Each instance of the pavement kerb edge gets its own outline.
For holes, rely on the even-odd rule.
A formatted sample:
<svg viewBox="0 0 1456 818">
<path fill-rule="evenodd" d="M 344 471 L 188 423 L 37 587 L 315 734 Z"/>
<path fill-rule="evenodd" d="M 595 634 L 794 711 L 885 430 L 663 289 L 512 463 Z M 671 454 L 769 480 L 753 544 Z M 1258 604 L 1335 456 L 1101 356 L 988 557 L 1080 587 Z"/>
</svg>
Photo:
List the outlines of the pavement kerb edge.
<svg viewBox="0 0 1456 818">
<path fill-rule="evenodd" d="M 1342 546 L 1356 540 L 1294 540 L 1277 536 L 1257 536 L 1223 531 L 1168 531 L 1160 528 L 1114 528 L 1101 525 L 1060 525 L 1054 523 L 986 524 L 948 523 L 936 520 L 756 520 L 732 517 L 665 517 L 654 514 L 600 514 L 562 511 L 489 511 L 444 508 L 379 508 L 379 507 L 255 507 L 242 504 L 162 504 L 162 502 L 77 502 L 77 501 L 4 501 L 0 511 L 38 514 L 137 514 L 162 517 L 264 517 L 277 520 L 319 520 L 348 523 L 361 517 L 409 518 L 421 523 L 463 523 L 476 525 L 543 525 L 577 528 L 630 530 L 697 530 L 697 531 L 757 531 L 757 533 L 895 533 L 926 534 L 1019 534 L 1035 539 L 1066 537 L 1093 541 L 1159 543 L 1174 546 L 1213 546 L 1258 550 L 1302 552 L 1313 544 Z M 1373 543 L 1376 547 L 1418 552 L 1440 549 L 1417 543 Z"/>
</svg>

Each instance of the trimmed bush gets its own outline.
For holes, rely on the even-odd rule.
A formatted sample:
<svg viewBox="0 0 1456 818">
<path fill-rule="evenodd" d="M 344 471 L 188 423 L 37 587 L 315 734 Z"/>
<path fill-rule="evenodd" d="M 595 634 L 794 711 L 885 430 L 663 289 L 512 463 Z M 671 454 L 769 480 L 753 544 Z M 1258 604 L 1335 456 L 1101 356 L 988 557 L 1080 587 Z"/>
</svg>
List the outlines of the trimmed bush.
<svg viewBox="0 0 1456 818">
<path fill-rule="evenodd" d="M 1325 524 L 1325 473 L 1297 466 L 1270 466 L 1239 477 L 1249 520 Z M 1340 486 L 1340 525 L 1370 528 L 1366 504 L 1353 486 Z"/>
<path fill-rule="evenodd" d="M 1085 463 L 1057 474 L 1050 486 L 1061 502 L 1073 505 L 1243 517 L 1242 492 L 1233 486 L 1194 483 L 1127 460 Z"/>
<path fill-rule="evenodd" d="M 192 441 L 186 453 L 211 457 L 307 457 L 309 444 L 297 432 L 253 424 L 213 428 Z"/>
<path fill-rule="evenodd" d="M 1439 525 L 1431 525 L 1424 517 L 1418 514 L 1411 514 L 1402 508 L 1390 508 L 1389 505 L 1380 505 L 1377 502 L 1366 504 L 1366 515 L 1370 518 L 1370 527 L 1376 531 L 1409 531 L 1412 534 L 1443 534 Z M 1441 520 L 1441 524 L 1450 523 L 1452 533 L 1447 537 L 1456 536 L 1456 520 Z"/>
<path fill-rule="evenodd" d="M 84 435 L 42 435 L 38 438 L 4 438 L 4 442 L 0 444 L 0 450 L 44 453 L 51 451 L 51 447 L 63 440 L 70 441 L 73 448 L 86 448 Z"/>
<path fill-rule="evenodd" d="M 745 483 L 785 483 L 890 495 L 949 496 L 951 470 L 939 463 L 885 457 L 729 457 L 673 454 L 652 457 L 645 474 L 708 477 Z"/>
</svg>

——

- [AIM] Change "formatted sample" to "format example" everywhere in the items above, and give them again with nothing else altered.

- [RESULT FOR THIS TASK]
Each instance of the pavement kerb edge gets its own outline.
For holes, rely on the even-odd rule.
A format example:
<svg viewBox="0 0 1456 818">
<path fill-rule="evenodd" d="M 344 471 L 188 423 L 37 587 L 315 734 Z"/>
<path fill-rule="evenodd" d="M 595 634 L 794 711 L 885 430 L 663 289 L 512 463 Z M 671 454 L 769 480 L 753 544 Z M 1258 604 L 1335 456 L 1101 356 L 988 557 L 1080 587 Z"/>
</svg>
Photo:
List the outlines of the pavement kerb edge.
<svg viewBox="0 0 1456 818">
<path fill-rule="evenodd" d="M 1342 546 L 1356 540 L 1294 540 L 1277 536 L 1257 536 L 1223 531 L 1168 531 L 1160 528 L 1114 528 L 1101 525 L 1060 525 L 1054 523 L 986 524 L 948 523 L 936 520 L 756 520 L 732 517 L 665 517 L 654 514 L 600 514 L 562 511 L 489 511 L 444 508 L 379 508 L 379 507 L 255 507 L 242 504 L 162 504 L 162 502 L 77 502 L 77 501 L 4 501 L 0 511 L 38 514 L 137 514 L 162 517 L 264 517 L 277 520 L 319 520 L 348 523 L 361 517 L 409 518 L 421 523 L 463 523 L 476 525 L 543 525 L 577 528 L 630 530 L 697 530 L 697 531 L 757 531 L 757 533 L 895 533 L 926 534 L 1019 534 L 1035 539 L 1066 537 L 1093 541 L 1159 543 L 1174 546 L 1213 546 L 1258 550 L 1302 552 L 1313 544 Z M 1373 543 L 1376 547 L 1418 552 L 1440 549 L 1417 543 Z"/>
</svg>

Each instance of the trimmed bush gets its own outline.
For holes, rely on the even-odd rule.
A format example:
<svg viewBox="0 0 1456 818">
<path fill-rule="evenodd" d="M 344 471 L 188 423 L 37 587 L 315 734 Z"/>
<path fill-rule="evenodd" d="M 595 634 L 794 711 L 885 430 L 663 289 L 512 463 Z M 671 454 L 769 480 L 753 544 Z M 1258 604 L 1335 456 L 1101 356 L 988 557 L 1080 587 Z"/>
</svg>
List the outlines of the trimmed bush.
<svg viewBox="0 0 1456 818">
<path fill-rule="evenodd" d="M 1325 524 L 1325 473 L 1297 466 L 1270 466 L 1239 477 L 1249 520 Z M 1340 486 L 1340 525 L 1370 528 L 1366 504 L 1353 486 Z"/>
<path fill-rule="evenodd" d="M 1085 463 L 1057 474 L 1050 486 L 1061 502 L 1073 505 L 1243 517 L 1242 492 L 1233 486 L 1194 483 L 1127 460 Z"/>
<path fill-rule="evenodd" d="M 192 441 L 186 453 L 211 457 L 307 457 L 309 444 L 297 432 L 253 424 L 213 428 Z"/>
<path fill-rule="evenodd" d="M 1439 525 L 1431 525 L 1424 517 L 1418 514 L 1411 514 L 1402 508 L 1390 508 L 1389 505 L 1380 505 L 1377 502 L 1366 504 L 1366 515 L 1370 518 L 1370 527 L 1376 531 L 1409 531 L 1412 534 L 1443 534 Z M 1441 520 L 1441 524 L 1450 523 L 1452 533 L 1447 537 L 1456 536 L 1456 520 Z"/>
<path fill-rule="evenodd" d="M 84 435 L 42 435 L 38 438 L 4 438 L 4 442 L 0 444 L 0 450 L 44 453 L 51 451 L 51 447 L 63 440 L 70 441 L 73 448 L 86 448 Z"/>
<path fill-rule="evenodd" d="M 745 483 L 785 483 L 890 495 L 949 496 L 951 470 L 939 463 L 885 457 L 729 457 L 673 454 L 652 457 L 645 474 L 708 477 Z"/>
</svg>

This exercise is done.